To do
Every line of the material is to be quoted verbatim, minus the pictures.

========================

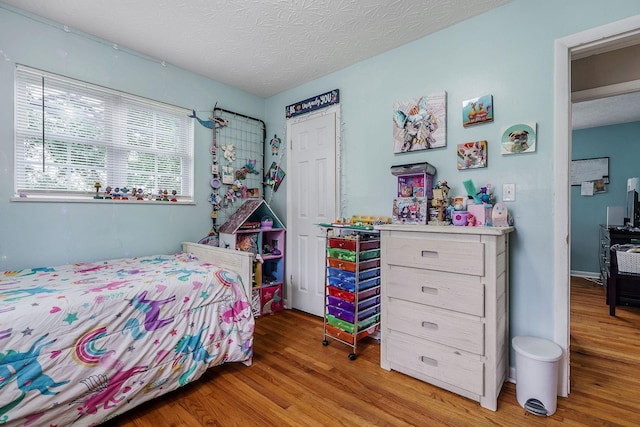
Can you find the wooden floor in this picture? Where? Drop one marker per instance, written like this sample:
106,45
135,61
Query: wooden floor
296,381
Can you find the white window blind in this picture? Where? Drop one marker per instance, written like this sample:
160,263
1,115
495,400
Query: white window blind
71,134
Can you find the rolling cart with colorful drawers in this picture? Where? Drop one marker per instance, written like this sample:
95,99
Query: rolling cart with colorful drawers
352,285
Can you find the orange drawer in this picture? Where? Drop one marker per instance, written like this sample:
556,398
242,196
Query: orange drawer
351,266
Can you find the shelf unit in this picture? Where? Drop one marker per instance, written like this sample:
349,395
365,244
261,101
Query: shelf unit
245,231
352,286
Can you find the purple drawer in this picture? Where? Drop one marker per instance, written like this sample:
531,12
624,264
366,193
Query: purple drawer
350,305
349,316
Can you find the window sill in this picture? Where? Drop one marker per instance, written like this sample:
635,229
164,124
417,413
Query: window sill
70,199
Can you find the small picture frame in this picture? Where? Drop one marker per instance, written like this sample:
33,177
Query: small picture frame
519,138
477,110
472,155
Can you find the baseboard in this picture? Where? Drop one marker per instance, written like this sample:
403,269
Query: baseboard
585,274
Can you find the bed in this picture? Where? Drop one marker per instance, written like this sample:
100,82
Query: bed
82,343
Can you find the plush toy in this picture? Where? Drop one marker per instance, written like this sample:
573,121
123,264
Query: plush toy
499,215
471,220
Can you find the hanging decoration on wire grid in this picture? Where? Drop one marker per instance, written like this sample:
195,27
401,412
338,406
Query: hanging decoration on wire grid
275,174
240,166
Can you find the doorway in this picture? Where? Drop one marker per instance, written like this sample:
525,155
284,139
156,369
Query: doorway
602,37
313,196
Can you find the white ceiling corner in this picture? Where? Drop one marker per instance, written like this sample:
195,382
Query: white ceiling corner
261,46
268,46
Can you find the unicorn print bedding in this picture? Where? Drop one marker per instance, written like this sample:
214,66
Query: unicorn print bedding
82,343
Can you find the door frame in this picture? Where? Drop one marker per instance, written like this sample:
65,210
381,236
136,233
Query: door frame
333,109
608,37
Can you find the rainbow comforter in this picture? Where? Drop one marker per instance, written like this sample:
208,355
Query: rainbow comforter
82,343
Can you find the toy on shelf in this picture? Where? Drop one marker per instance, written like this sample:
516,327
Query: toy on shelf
440,201
415,183
500,215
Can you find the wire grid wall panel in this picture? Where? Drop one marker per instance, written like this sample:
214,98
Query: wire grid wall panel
247,135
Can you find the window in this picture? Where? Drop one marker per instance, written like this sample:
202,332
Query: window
71,135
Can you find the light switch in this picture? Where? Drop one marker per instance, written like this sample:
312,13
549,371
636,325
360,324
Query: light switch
509,192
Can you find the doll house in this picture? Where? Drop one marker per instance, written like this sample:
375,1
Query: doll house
255,228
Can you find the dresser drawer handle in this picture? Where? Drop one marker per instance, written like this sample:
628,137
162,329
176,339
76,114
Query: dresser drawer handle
430,254
429,361
430,325
429,290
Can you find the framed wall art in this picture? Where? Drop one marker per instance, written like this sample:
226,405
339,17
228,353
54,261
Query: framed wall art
420,123
472,155
519,138
477,110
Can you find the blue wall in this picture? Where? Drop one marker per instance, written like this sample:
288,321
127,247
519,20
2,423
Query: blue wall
34,234
621,143
507,52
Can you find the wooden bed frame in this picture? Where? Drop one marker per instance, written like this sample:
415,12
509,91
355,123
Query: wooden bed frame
237,261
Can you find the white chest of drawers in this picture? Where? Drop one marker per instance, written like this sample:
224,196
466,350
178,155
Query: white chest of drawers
445,316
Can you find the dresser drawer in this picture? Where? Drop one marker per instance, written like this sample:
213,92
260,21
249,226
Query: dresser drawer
464,255
445,327
443,363
458,292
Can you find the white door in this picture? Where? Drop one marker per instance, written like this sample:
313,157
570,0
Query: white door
312,198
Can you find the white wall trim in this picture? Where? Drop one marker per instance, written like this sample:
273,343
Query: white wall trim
582,44
605,91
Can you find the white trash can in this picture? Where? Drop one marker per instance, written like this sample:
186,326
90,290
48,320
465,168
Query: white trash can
537,374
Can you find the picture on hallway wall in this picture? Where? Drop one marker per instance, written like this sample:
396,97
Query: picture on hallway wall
420,123
477,110
519,138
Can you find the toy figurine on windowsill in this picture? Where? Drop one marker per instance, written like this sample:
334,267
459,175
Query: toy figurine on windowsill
97,186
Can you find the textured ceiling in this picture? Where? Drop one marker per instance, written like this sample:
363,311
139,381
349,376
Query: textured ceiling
261,46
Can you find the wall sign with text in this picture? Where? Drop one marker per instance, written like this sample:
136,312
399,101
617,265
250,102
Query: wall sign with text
312,104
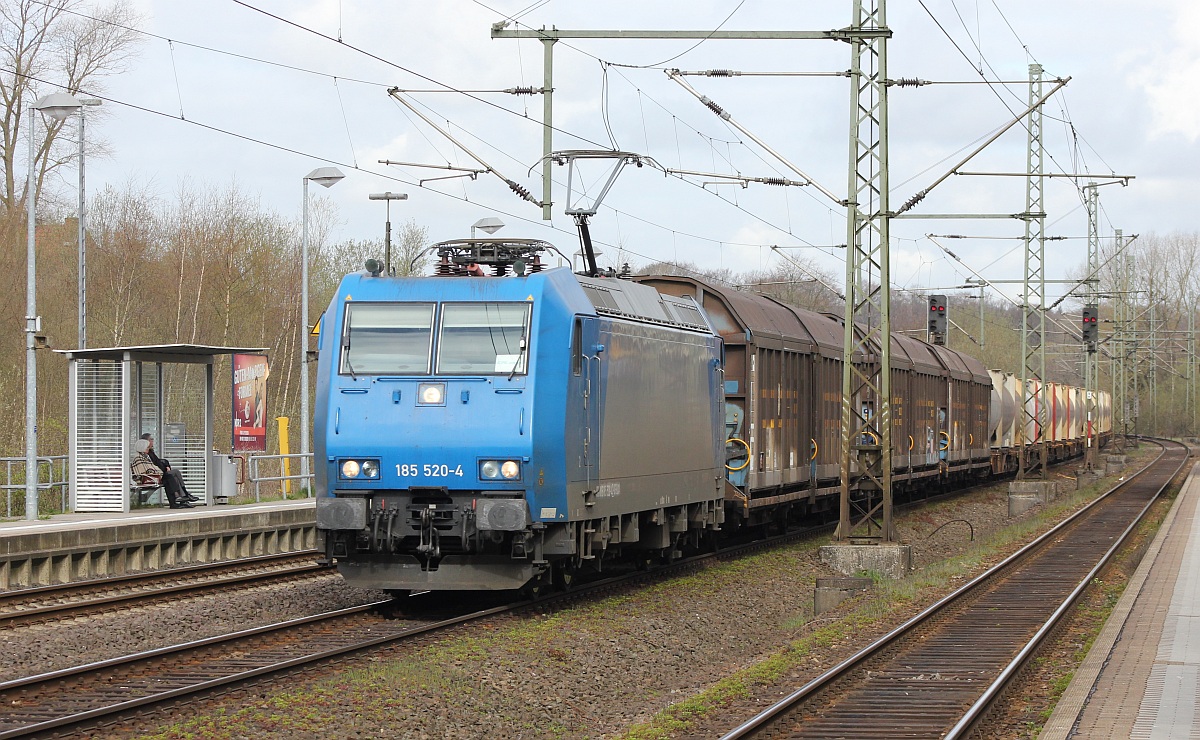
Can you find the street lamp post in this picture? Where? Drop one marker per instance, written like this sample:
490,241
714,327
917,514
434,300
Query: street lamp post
58,106
83,227
387,234
325,176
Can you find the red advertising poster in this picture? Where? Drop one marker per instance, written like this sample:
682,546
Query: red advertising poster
250,374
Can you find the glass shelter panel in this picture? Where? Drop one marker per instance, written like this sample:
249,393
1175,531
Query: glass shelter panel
99,463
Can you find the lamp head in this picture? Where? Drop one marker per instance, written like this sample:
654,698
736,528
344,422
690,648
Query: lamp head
58,106
325,176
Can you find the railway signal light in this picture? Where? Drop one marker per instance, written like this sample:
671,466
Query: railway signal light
937,320
1091,326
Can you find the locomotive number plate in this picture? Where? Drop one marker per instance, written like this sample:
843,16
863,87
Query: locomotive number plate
429,470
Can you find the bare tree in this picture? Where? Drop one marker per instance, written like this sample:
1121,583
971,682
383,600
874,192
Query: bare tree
47,46
409,256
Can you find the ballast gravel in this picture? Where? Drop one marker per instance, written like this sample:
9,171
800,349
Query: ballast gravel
594,669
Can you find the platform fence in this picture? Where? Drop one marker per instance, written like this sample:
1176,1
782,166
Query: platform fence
53,486
267,477
288,476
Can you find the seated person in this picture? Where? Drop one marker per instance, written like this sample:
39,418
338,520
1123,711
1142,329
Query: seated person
144,467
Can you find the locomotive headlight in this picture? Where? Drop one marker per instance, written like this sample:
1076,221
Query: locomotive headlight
495,470
431,393
358,469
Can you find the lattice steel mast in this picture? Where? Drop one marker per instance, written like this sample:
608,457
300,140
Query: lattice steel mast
1091,290
867,356
1032,463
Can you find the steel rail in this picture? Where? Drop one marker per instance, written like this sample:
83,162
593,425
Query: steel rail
37,590
763,720
126,587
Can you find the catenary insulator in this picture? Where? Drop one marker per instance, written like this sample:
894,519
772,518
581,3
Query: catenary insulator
516,187
708,102
915,200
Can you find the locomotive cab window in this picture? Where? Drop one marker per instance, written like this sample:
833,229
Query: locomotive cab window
484,338
385,338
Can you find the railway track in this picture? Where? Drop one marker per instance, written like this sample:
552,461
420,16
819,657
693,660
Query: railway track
109,691
936,675
51,602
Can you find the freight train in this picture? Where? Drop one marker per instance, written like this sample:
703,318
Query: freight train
502,425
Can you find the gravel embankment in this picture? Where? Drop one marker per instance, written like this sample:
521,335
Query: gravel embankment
599,669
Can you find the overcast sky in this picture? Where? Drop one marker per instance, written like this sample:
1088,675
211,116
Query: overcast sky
301,100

========================

Exercise answer
Can you find the wooden floor in this picture? Where? Drop one marker per instance, written like this sample:
106,45
135,61
Query: wooden floor
296,381
Can you find the white window blind in this picture? Where? Drop one marker per instance, written like this sample:
160,263
1,115
495,400
Query: white window blind
71,134
Can you find the rolling cart with colorful drawers in this picture? Where? Drop one marker per instance, written like this sample:
95,99
Query: rolling cart with colorful drawers
352,285
Can you find the orange drawer in this picture? Where? Drop one marker per instance, written like this sample:
556,398
242,196
Query: orange drawer
351,266
Can you find the shelf unit in this picture? Where? Drop one marker per instance, written like this sample:
349,395
365,244
261,101
Query: shelf unit
245,231
352,286
Can you find the purple drawer in this picture? Where? Drop one marker per instance, written like this sample:
531,12
624,264
366,193
Query: purple drawer
350,305
349,316
Can you find the window sill in this picture? Where? Drop one marker per instance, written like this sample:
635,229
164,124
417,413
Query: window sill
70,199
Can you find the small picture frame in this picture? Where? Drop one marker per instance, written like this sample:
33,177
Query: small picture frame
519,138
477,110
472,155
Can you find the baseboard in this picture? Where? Drop one marker per instance, written like this sample:
403,269
Query: baseboard
585,274
Can you find the bed in this picture? Where? Drop one marker per instance, written like this sample:
100,82
Query: bed
82,343
Can you find the plush toy in this picture? Where? Drop one marker per instance, written like this sample:
573,121
123,264
Query: plush toy
499,215
471,220
Can you find the hanging decoration on wire grid in this picture? Where? Drop one marker per instance, written like this sample:
195,27
401,412
338,406
Query: hanging decoration on wire grid
275,174
240,166
Can you find the doorway in this picture? Where? Drop one marker per instance, written like this sample:
525,155
284,139
156,369
Query: doorway
602,37
313,196
Can you find the white ceiling corner in this picture? Where? Drop one marker per instance, written like this sample:
195,382
Query: white ceiling corner
261,46
268,46
Can you find the unicorn print bedding in this picture? Where? Drop one marker per instance, written like this sample:
214,66
Query: unicorn print bedding
82,343
Can you find the door frame in this picture? Where? Drop one marker per instance, written like this sample:
65,210
381,236
136,233
Query: door frame
333,109
608,37
Can you find the rainbow comforter in this picture? Where? Drop one marker per instance, written like this sample:
208,355
Query: rainbow comforter
82,343
Can you find the toy on shelf in this picture? Where? Drop one marker per instance, written like this sample:
516,327
Query: toy on shelf
440,201
415,183
500,215
Can you find the wire grid wall panel in this picture? Where? Drop one marker per instance, written like this sample:
214,98
Query: wire grid wall panel
247,135
Can you find the window in this picture? Where? Drop one marker per instance, written like this sample:
202,332
Query: window
71,135
Can you find the light switch in this picture? Where? Drop one marker per instance, written like this sample:
312,13
549,371
636,325
360,324
Query: light switch
509,192
Can you find the doll house in this picture? Where? Drop one marker per instance, written like this sample:
375,1
Query: doll house
255,228
Can you find the dresser drawer handle in this picture? Where? Drop one marker per instance, written like this sample:
628,137
162,329
176,339
76,114
Query: dresser drawer handle
430,254
429,361
430,325
429,290
Can you find the framed wall art in this picture? Where? Drop one marker per instance, written like this sample:
226,405
339,17
228,353
54,261
Query: framed wall art
420,123
472,155
519,138
477,110
Can you find the blue wall in this picture? Where? Drop one marker per instance, written like this sample:
288,321
127,247
519,20
2,423
Query: blue wall
34,234
621,143
507,52
Can you find the wooden bed frame in this picture? Where? Drop one marker per instance, written like this sample:
415,12
509,91
355,123
Query: wooden bed frame
237,261
Can you find the white chest of drawers in this picture? Where? Drop one marker per instance, written like this sample:
224,196
466,350
178,155
Query: white chest of drawers
445,316
Can you find the dresser drawer in this picture? Where? Drop one marker per instance, written like this sample:
213,92
260,21
249,226
Query: dresser drawer
464,255
445,327
443,363
458,292
Can you find the white door in this picture? Where? Drop one marker per instance, written like this sample:
313,157
570,0
Query: white door
312,198
Can you find the white wall trim in this picture? Where? Drop one marker per instance, written like this sample:
273,343
Query: white wall trim
582,44
605,91
Can you find the white trash can in this picture? Where? Drop one marker per instance, written like this sample:
186,326
90,290
48,320
465,168
Query: white trash can
537,374
Can you find the picture on hallway wall in this picture? Where? Drop one marker per instance, written like this sample:
396,97
Query: picture on hallway wall
420,123
477,110
519,138
Can you find the toy figurine on windowsill in this picture? Where? Drop one marker per instance, written like this sample:
334,267
459,175
Query: toy figurine on windowsill
97,186
Can you find the textured ceiling in this picture? Where? Drop one marker per instance, written like this sample:
363,311
139,381
349,376
Query: textured ceiling
261,46
Can you find the wall sign with text in this picture? Where? Drop one marker per instance, written like this sample:
136,312
399,101
617,265
250,102
Query: wall sign with text
312,104
Can you find the street lamp post in this picture? Where? Drop one marker per instance, written like this sample:
490,241
714,327
917,514
434,300
Query: street lamp post
58,106
83,227
387,234
325,176
Can you find the red advertising poster in this picture? Where? Drop one marker per instance, written like this sample:
682,546
Query: red advertising poster
250,374
Can you find the glass shelter panel in this picture? Where? Drop one marker per instance, written like this sample:
249,393
1175,531
Query: glass shelter panel
99,463
Can you find the lamp head in this picture? Where? Drop one marker per instance, written like this sample:
654,698
736,528
344,422
690,648
Query: lamp head
58,106
325,176
Can you find the railway signal light in this picture? Where? Drop one marker per instance, written like this sample:
671,466
Query: railway signal light
937,320
1091,326
Can you find the locomotive number plate in this picture? Where? Drop one marker per instance, written like this sample:
843,16
863,87
Query: locomotive number plate
429,470
Can you find the bare tree in this picture? Where? Drop one marker per instance, written like this sample:
1121,583
971,682
383,600
874,192
Query: bare tree
47,46
409,256
Can you find the ballast gravel in this picture? Where? Drop one marker per instance, written like this sample:
9,171
800,349
Query: ballast gravel
594,669
Can you find the platform fence in this picture? Where? Drop one marker per instance, written like this sample:
1176,1
782,166
Query: platform fence
53,486
267,477
288,476
Can you find the seated person in this picture? Where? Drop one marker per instance, written like this sample:
39,418
338,520
1123,711
1142,329
Query: seated person
144,467
Can you find the locomotive headlight in this picture? Where? Drop one marker per instance, written like this sample:
1076,221
Query: locomotive headlight
495,470
431,393
358,469
Can you find the lattice steel mast in this picture? Where? Drop one marker per instance, written like this sample:
608,457
300,140
Query: lattice steel mast
1091,290
867,356
1032,463
Can you find the steel rail in this picture? Where? Drop one marker per instance, written like this sample:
83,162
593,425
Query: steel rail
37,590
763,720
126,587
Can you find the catenary insulator in this picture? Where? Drop one marker per instance, written like this sample:
894,519
772,518
581,3
Query: catenary insulator
516,187
708,102
915,200
Can you find the locomotive cab window in this picture? Where? Drop one marker per instance, written like this sample:
833,229
Query: locomotive cab window
484,338
385,338
Can you find the railway track in this picture? Where? Drop one marker per instance, written like this sample:
552,461
420,16
819,657
693,660
Query: railway track
109,691
936,675
51,602
Can you find the freight train in this picture? Where? Drop one marker per instance, written like this sample:
703,318
Query: freight train
502,425
Can you find the gravel embankment in this picture? Where? Drop one marker per instance, written like this sample:
521,335
Query: gravel embankment
599,669
Can you find the overcast sky in this picture? Where? Drop one marker per instance, written like this sample:
1088,675
211,116
Query: overcast sky
301,100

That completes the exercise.